Rewrite each of the rows below, substituting "marker" for every occurrence of "pin" and leaving all other text unchanged.

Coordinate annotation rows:
- - -
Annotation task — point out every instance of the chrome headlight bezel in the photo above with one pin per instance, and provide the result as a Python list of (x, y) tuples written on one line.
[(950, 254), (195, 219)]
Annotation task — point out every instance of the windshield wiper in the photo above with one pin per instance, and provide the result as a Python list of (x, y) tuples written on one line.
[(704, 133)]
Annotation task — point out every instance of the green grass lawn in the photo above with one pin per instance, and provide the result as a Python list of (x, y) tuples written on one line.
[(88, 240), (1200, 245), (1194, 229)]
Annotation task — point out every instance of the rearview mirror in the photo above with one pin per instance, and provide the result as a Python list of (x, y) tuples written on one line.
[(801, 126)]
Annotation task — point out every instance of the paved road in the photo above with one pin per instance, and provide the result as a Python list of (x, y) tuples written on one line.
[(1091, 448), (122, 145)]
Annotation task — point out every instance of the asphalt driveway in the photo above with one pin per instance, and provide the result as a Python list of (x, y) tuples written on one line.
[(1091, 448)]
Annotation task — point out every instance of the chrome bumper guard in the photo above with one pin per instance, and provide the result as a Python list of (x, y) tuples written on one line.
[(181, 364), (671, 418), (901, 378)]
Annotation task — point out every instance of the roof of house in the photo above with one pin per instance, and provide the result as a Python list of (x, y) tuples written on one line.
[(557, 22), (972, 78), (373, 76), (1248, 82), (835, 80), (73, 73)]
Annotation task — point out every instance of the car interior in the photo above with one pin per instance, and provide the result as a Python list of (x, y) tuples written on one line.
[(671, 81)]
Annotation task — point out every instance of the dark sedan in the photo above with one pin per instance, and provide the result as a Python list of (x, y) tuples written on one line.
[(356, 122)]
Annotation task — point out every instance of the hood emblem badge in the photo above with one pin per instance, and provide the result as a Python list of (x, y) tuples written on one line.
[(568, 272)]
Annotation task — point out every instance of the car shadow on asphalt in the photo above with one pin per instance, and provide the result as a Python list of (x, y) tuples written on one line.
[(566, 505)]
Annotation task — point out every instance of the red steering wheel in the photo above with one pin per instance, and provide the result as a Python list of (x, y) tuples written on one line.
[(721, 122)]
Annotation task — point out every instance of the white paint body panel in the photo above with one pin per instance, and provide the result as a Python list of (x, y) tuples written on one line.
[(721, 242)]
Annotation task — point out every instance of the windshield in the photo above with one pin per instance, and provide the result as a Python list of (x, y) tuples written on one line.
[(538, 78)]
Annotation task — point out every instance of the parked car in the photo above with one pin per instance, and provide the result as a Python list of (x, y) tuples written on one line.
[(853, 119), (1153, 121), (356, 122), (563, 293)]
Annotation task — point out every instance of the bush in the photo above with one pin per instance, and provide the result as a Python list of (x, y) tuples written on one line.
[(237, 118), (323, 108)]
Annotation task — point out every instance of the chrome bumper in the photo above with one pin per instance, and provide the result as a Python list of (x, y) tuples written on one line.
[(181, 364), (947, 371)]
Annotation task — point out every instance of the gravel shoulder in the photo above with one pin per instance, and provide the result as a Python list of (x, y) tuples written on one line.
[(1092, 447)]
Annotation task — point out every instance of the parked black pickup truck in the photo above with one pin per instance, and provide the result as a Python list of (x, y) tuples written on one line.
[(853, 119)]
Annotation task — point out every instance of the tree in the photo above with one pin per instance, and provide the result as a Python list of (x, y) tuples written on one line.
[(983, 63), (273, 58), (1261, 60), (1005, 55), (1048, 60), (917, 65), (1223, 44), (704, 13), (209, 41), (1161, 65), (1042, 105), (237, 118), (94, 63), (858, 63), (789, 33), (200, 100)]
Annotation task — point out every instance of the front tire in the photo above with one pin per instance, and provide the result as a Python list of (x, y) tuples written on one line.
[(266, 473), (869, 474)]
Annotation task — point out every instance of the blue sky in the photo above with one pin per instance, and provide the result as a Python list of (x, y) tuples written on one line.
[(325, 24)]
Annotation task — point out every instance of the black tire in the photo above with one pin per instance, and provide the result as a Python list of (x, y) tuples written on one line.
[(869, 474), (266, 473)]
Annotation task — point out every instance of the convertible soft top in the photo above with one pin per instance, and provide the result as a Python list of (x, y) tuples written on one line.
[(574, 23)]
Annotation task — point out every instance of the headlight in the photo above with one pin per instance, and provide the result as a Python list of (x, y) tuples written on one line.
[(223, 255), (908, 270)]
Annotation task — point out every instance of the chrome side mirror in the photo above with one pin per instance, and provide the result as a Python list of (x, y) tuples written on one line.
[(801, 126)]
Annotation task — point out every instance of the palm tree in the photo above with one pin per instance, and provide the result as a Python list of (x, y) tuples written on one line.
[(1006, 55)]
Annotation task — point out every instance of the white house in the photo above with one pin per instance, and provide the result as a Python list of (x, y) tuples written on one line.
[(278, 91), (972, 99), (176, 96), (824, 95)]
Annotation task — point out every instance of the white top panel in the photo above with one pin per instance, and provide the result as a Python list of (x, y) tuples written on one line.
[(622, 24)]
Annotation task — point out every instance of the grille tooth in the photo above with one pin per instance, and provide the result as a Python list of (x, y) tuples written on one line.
- - -
#### [COMPLETE ANSWER]
Annotation task — point out every instance of the chrome headlight bezel in the photo above with one marker per instance, and provide the result as a Python list of (x, y) tuples written on one line.
[(950, 254), (195, 219)]
Annotation task — point out every instance of the windshield wiper in the photo above with one marker per instance, and provide the result as a Python list of (x, y) tuples written on one line.
[(704, 133)]
Annotation task — point out every instance of the green grass lawn in the photo above with one marker per instance, and provide the result as a Python list of (x, y) tuples written on one line.
[(88, 240), (1200, 245), (1194, 229)]
Annotation task — point out every instance of the rearview mirror in the photo above with one marker per instance, and provide the result as a Python list of (x, y) tuples written on one line.
[(801, 126)]
Annotation task — point out every instance of the paved road in the photo above with one marker per instance, and provide the result as a Python list of (x, y) tuples written on one line.
[(1091, 448), (122, 145)]
Annotation task — point out every instance of the asphalt driveway in the photo above with one marker per instance, and provide the result as a Python list of (x, y) tuples written on one line.
[(1091, 448)]
Annotation task — point out every instance of the chrome bumper guard in the photo above with one marker per instance, and provide the result as a Python list of (x, y) tuples written on one line.
[(181, 364), (671, 418), (901, 378)]
Annotation task — point out every instance of the roof of house in the photo above with one marker per instance, and provide the result as a Python list of (x, y) tuples written on one line.
[(557, 22), (972, 78), (373, 76), (1248, 82), (835, 80), (73, 73)]
Annotation task — point out every instance of the car interior in the photo above with one marker per instance, and provide the result as a Python list of (x, y) tuples written on one line.
[(671, 81)]
Annotation task — point out every instance of the dark sedan in the photo above with one marker per instance, and provide the result as a Python list of (x, y) tuples written on one line.
[(356, 122)]
Annotation task — point out every instance of the hood emblem badge in the photo above with one marker per instance, and provide the result as a Python list of (x, y) tuples written on one line.
[(568, 272)]
Annotation task — point out every instance of the car shadow on asphalt in the photo above with one marker per instance, and provide the result as a Python list of (x, y) tuples written on one line.
[(566, 505)]
Annotation task — point out every instance of the red steering wheel in the photo above with one marker per instance, and provide the result as a Python list of (x, y) tuples written on one line.
[(721, 122)]
Annotation task — point out every instance of the white paint body panel in the photo above with one marker per instance, and provide the result as a Python list of (x, y) tuples written on one line.
[(721, 242)]
Annotation task — point out every instance of the windshield in the photo above with one marker per instance, and provide the result as a Python list of (x, y) tuples written on one line.
[(538, 78)]
Annotation task — point out every instance of the parked car in the photo above with one marker per instance, and provide the result as a Python list of (x, y) tuples written on one line.
[(853, 119), (1153, 121), (356, 122), (563, 293)]
Annotation task — point out every instance of the bush in the photo above with one marker per instance, and provide the result as a Python list of (x, y) tuples written on one line.
[(237, 118), (323, 108)]
Annotation task — point out every instance of the chrome bumper in the photo above with one marker per instance, and provide the result as a Python list of (x, y) tuples written on one line.
[(181, 364), (947, 371)]
Annotation task — point out every instance of the gravel shoulder in the photo above with one marker per instance, and provide the result as a Python list of (x, y) tuples written on one line.
[(1092, 447)]
Annotation task — point out every instance of the parked black pickup truck in the photo above with one marker per instance, and provide the result as a Python list of (x, y) tuples written on one line.
[(853, 119)]
Annotation task — point out every instance of the tree in the photo above with one marker per instance, and provide the result as a Python list of (x, y) tuples written on one line.
[(983, 63), (273, 58), (1261, 60), (1005, 55), (1048, 60), (917, 65), (1223, 44), (704, 13), (209, 41), (1161, 65), (1042, 105), (237, 118), (94, 63), (858, 63), (789, 33), (200, 100)]
Annotation task — point out every instance of the front tire in the photo above with one marker per instance, and provide the result as a Python list of (x, y) tuples written on one line.
[(266, 473), (869, 474)]
Annotation task — point out every instance of the blue sky in the photo above with one marker per instance, and provide the result as a Python list of (x, y) tuples written on one line.
[(325, 24)]
Annotation task — point out every instance of the black tire in the photo above with one marker per instance, and provide the result as a Python list of (x, y) tuples written on one line.
[(869, 474), (266, 473)]
Annotation task — point out every instance of the convertible soft top in the photo above with one marker per instance, and provide the result as a Python list of (x, y) tuples written on one line.
[(574, 23)]
Annotation task — point out every instance of the headlight in the photo above with one marker per instance, and provide the result as a Python list of (x, y) tuples written on one line.
[(223, 255), (908, 270)]
Annotation task — point out every instance of the chrome side mirror in the photo above with one marker per instance, and provide the result as a Python list of (x, y) tuples written on one line.
[(801, 126)]
Annotation task — point out every instance of the palm tree in the photo above with one marker per instance, and provide the result as a Python list of (x, y) tuples written on one line.
[(1006, 55)]
Annotation task — point out every instance of the white house in the photo above with one marker per instance, and provide the result as a Python list of (x, y) tuples written on one line.
[(278, 91), (972, 99), (176, 96), (824, 95)]
Annotation task — point out every instance of the white top panel in the photo above with one marker per instance, and provide the result as a Python list of (x, y) tuples written on one line.
[(622, 24)]
Annotation task — point out every instance of the grille tooth in the photo above with one marker per instance, and provide the result as a Python list of (x, y) tuples written on one line.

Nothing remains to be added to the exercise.